ENTRIES SUPPLIED:
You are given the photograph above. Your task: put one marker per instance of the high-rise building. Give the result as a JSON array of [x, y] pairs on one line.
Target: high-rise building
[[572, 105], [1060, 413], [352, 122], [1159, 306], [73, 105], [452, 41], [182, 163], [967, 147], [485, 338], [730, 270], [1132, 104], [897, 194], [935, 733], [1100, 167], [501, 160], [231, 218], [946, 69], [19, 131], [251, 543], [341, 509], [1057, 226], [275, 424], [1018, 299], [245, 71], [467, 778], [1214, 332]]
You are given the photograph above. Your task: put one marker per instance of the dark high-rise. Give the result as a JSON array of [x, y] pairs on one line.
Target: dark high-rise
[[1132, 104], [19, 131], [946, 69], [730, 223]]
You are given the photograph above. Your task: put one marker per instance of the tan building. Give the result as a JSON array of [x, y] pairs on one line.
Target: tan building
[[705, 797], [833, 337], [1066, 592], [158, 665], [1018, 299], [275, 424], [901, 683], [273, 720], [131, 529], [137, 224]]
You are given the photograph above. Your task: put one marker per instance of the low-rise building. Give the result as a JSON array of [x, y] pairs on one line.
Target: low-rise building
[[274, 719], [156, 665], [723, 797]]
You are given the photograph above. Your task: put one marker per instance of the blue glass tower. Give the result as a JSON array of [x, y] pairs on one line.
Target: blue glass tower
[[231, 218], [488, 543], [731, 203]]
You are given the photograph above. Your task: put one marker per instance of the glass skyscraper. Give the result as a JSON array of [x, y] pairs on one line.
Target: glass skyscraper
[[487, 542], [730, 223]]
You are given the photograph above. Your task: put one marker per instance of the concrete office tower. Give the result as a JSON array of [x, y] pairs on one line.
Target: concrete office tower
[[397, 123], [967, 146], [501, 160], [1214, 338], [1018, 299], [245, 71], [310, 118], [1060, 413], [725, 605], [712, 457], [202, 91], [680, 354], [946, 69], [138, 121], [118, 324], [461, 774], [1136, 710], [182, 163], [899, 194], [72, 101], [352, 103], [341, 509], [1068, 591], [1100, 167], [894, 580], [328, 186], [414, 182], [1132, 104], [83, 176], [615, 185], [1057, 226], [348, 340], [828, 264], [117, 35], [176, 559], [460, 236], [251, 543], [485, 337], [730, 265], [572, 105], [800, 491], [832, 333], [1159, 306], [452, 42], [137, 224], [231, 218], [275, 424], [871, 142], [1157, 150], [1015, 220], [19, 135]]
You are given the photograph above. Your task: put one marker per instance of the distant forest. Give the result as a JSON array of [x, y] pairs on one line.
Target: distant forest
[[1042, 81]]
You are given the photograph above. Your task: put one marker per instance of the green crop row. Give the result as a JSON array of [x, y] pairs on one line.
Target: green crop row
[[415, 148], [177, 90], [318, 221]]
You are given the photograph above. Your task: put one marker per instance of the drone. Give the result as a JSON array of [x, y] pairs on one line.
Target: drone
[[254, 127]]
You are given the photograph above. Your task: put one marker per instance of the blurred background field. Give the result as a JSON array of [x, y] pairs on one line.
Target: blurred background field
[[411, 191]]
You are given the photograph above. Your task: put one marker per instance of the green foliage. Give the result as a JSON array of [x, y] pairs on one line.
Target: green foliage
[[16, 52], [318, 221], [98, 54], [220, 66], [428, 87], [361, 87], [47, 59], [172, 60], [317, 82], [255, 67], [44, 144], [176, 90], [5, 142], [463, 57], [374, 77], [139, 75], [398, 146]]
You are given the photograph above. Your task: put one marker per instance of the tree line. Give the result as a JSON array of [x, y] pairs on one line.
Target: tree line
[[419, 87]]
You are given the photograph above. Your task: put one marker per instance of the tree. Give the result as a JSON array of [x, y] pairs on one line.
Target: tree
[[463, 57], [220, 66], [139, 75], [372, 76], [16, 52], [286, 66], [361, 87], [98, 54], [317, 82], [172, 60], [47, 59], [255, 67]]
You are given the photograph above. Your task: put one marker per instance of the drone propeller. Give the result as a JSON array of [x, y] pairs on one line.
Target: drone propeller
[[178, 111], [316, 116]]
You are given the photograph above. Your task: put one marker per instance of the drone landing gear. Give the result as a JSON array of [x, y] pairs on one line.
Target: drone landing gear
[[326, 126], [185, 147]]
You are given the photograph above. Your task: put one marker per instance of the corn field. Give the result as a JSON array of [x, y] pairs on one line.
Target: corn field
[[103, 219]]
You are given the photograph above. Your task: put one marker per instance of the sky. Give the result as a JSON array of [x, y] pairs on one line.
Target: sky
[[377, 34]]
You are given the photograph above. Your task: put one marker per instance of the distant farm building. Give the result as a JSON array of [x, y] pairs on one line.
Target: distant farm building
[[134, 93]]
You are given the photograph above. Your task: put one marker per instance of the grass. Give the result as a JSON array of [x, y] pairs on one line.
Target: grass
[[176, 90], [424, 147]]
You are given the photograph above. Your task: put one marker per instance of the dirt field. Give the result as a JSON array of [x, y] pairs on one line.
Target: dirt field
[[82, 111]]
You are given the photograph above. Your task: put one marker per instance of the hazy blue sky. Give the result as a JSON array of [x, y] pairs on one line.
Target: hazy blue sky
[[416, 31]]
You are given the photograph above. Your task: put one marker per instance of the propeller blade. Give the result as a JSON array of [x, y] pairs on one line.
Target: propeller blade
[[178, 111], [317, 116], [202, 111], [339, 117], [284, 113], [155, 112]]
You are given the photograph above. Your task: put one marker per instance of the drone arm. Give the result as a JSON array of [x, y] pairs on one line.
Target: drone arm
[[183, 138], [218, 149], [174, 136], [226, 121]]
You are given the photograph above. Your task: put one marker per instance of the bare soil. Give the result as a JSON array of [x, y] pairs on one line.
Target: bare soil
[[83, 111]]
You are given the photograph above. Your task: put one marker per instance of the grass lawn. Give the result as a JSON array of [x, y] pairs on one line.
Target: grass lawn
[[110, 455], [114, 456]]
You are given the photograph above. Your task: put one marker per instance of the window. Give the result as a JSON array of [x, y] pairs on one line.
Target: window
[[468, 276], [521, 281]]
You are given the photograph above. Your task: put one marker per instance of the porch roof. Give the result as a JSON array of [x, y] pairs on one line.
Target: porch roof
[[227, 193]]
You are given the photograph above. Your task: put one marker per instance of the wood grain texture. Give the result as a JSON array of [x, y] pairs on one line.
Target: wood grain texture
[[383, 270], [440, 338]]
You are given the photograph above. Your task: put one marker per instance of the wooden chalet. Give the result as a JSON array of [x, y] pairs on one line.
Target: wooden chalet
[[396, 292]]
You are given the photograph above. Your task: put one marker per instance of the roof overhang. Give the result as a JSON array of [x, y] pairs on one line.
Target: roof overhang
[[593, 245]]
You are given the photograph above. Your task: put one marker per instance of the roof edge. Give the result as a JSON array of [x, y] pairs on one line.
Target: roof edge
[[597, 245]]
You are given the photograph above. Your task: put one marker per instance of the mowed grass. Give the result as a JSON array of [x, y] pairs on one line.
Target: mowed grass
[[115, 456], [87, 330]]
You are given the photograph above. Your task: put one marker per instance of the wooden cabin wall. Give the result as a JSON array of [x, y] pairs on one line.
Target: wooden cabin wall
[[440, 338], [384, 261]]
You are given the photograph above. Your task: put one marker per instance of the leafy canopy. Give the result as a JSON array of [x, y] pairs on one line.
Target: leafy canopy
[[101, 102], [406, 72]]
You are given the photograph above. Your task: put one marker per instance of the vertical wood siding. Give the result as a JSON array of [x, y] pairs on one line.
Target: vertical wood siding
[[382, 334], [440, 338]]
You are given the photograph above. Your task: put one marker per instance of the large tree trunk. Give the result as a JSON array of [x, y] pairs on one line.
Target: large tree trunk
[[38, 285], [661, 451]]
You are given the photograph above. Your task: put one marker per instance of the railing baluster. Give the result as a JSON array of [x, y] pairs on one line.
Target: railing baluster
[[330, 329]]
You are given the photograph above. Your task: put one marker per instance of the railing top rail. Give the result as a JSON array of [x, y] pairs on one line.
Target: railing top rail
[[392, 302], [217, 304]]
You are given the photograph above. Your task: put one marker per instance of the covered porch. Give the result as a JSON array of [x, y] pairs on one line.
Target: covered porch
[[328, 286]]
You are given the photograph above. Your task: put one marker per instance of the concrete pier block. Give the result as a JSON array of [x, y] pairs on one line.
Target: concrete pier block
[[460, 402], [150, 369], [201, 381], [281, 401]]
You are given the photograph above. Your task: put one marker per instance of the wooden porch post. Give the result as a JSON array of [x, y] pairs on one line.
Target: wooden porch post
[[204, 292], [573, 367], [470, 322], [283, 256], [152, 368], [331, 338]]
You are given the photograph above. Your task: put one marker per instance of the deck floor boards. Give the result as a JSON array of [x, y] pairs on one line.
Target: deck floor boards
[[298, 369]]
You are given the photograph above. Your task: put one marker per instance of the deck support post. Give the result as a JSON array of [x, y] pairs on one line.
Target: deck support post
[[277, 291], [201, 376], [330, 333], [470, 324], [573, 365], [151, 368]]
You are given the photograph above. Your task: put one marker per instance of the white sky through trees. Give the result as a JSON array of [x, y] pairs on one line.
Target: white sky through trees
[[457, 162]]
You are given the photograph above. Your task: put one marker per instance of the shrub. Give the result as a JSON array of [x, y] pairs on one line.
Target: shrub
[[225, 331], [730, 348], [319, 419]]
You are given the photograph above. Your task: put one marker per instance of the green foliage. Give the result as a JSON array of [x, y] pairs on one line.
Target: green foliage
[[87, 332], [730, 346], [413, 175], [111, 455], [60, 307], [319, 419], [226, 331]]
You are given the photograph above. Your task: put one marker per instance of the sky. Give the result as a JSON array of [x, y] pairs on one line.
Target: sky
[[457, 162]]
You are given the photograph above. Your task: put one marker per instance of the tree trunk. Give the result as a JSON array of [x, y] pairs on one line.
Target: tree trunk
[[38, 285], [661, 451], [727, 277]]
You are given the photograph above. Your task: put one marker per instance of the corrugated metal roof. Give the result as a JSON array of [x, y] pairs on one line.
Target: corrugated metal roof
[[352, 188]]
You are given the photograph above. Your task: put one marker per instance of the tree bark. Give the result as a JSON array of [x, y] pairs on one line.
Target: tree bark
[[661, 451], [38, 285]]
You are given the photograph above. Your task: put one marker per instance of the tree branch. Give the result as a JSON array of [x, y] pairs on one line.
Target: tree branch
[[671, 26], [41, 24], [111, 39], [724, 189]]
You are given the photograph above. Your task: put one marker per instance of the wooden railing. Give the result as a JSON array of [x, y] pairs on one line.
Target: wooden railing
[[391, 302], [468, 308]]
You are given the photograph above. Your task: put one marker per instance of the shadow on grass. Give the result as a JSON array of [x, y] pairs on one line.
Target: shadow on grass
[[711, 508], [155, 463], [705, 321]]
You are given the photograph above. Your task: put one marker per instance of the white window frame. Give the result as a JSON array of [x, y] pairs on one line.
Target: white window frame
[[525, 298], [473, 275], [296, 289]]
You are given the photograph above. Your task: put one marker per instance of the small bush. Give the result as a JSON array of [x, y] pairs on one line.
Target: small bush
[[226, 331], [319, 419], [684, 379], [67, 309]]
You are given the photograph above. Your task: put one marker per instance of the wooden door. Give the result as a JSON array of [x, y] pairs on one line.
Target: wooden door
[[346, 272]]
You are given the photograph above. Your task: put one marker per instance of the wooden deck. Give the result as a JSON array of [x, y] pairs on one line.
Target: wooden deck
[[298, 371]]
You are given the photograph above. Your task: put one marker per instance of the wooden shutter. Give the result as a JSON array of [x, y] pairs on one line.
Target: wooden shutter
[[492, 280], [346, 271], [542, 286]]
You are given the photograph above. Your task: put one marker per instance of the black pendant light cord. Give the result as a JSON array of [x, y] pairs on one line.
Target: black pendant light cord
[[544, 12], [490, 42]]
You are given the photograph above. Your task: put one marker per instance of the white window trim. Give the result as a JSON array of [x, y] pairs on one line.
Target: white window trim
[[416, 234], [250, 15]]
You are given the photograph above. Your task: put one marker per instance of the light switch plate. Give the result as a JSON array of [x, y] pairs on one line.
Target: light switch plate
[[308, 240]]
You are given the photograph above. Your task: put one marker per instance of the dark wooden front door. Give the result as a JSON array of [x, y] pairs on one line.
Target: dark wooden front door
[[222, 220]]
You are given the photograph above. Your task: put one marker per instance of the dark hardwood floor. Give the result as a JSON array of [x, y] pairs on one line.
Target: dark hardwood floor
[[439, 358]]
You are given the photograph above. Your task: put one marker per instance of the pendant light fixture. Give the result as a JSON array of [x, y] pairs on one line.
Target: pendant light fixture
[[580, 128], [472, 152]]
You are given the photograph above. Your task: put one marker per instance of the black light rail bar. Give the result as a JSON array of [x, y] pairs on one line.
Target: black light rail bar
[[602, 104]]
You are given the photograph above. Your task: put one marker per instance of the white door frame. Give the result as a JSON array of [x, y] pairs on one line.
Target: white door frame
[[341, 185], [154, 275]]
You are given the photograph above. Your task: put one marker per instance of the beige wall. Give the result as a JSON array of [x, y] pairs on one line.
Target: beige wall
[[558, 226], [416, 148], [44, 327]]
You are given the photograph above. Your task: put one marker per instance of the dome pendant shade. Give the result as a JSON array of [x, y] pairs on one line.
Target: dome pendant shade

TASK ITEM: Your answer should consist only of the count of lines in the data that contain "shade".

RESULT FOR THIS EXERCISE: 2